EXERCISE OBJECTIVE – Write the entries below out again exactly; any picture in them stays out.
------------------------
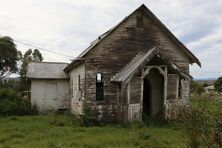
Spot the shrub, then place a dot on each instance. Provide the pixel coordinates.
(218, 84)
(11, 103)
(202, 126)
(89, 117)
(196, 88)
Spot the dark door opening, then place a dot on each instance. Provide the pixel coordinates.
(146, 99)
(153, 95)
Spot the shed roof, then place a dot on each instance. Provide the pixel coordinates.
(140, 60)
(46, 70)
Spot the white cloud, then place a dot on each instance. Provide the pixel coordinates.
(69, 26)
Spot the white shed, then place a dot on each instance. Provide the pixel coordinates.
(49, 85)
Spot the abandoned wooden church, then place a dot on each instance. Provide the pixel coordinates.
(138, 67)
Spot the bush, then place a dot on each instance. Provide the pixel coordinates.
(11, 103)
(202, 126)
(90, 117)
(196, 88)
(218, 84)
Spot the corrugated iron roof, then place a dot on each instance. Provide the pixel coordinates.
(141, 59)
(46, 70)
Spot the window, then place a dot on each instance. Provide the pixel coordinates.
(99, 87)
(78, 85)
(180, 89)
(139, 22)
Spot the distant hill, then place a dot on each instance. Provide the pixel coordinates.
(206, 81)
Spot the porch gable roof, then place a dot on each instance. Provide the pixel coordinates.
(140, 60)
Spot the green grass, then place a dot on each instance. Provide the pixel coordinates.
(38, 131)
(42, 132)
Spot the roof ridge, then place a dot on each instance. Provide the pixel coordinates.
(124, 67)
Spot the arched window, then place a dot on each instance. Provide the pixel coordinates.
(99, 87)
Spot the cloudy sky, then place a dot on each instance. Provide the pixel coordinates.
(68, 26)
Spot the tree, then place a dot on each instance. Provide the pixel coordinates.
(8, 56)
(37, 56)
(218, 84)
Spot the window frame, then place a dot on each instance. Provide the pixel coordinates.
(100, 88)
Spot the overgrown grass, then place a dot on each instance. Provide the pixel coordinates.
(40, 131)
(61, 131)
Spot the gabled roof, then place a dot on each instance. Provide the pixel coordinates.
(192, 57)
(140, 60)
(46, 70)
------------------------
RESULT OF THE EXERCISE –
Spot the shrub, then place a dot on each instance. Provide the pixel coordinates.
(218, 84)
(11, 103)
(202, 126)
(89, 117)
(196, 88)
Spot the dark door opening, then place a dot on each instance. Provide the pixel coordinates.
(146, 99)
(153, 95)
Spot the shed roof, then place a dot on each instance. Provide the pixel coordinates.
(140, 60)
(46, 70)
Spot the white cloud, then place a dot on each instance. Provide the pixel coordinates.
(69, 26)
Spot the white shed, then place a dot on each instance. Provide the pixel coordinates.
(49, 85)
Spot the abandoned wooden church, then place a dot on each instance. Provide the pixel coordinates.
(138, 67)
Spot the bush, then place a dot on each instance. Provide the pixel coordinates.
(11, 103)
(202, 126)
(90, 117)
(196, 88)
(218, 84)
Spot the corrugated iron roof, then place a dot on each instance. Provide the pixel coordinates.
(141, 59)
(46, 70)
Spot the window, then place a dot on each instance. Provide the pixel coordinates.
(99, 87)
(78, 85)
(180, 89)
(139, 22)
Spot the distant hill, then place a dot on each instance. Provide the pixel coordinates.
(206, 81)
Spot the porch gable roof, then place a dot on each instance. Provide the pixel coordinates.
(140, 60)
Spot the green grass, then place a dot on each instance. Provide the pixel coordinates.
(38, 131)
(42, 132)
Spot the roof ridge, then place a dot on each instance. Provide the pixel coordinates.
(124, 67)
Spot the arched window, then place a dot on each instance. Provide the pixel coordinates.
(99, 87)
Spot the cloudy sky, then place a dot on each instance. Provide the pixel coordinates.
(68, 26)
Spot the tree, then place a dot on each instance. Provide the pixel coordinates.
(8, 56)
(37, 56)
(218, 84)
Spot the window frame, then place a dot on each instance. Provide the pixel coordinates.
(100, 88)
Spot the overgrown grass, then place a dot on each instance. Provide the pixel coordinates.
(40, 131)
(61, 131)
Spot the gabled roof, then place a dot on each instance. Provide the pixel coordinates.
(192, 57)
(140, 60)
(46, 70)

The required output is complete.